• _What the task asks_: Once you reach the line that contains "y=379, one point per instance.", retype it and every line after it exactly, ending with the last line of the entries.

• _Provided data_:
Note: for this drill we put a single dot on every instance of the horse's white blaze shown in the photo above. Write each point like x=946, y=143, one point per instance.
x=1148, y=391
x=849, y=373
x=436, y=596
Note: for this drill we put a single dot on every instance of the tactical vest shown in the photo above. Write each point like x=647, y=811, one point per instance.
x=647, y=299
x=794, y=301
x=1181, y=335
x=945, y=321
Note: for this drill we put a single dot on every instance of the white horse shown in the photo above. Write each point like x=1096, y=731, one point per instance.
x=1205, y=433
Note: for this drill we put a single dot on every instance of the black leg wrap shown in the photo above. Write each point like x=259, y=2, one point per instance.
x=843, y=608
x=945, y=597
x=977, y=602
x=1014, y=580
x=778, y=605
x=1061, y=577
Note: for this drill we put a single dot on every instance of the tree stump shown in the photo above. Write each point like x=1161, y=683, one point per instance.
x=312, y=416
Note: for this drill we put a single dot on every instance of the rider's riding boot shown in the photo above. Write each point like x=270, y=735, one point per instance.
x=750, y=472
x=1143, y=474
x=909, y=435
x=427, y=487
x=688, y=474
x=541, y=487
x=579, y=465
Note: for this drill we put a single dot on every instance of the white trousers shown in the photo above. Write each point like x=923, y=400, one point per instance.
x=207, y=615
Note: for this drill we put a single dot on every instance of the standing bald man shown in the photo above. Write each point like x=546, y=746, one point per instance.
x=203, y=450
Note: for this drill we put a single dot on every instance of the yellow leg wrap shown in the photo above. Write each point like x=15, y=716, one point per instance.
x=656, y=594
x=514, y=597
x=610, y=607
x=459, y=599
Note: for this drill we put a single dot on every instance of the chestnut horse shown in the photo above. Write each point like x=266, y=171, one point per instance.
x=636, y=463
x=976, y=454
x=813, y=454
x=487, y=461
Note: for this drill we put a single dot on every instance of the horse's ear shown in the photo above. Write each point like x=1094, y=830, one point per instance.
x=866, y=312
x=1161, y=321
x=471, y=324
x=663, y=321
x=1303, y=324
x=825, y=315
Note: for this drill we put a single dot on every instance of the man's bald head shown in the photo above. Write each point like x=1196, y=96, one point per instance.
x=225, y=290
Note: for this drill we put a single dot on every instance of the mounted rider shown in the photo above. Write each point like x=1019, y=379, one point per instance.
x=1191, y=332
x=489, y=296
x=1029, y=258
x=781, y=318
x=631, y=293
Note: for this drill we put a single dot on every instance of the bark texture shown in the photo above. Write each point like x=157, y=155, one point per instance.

• _Written response_:
Note: for this drill we put a single dot on every instance of the mounted rider shown in the photo above. Write each point like x=1019, y=379, one point per instance.
x=1191, y=332
x=489, y=296
x=1029, y=258
x=781, y=318
x=631, y=293
Note: for this drill we put a single dot on every instance of the bark texture shown in the photo above. Write each point like x=157, y=155, one point per instance.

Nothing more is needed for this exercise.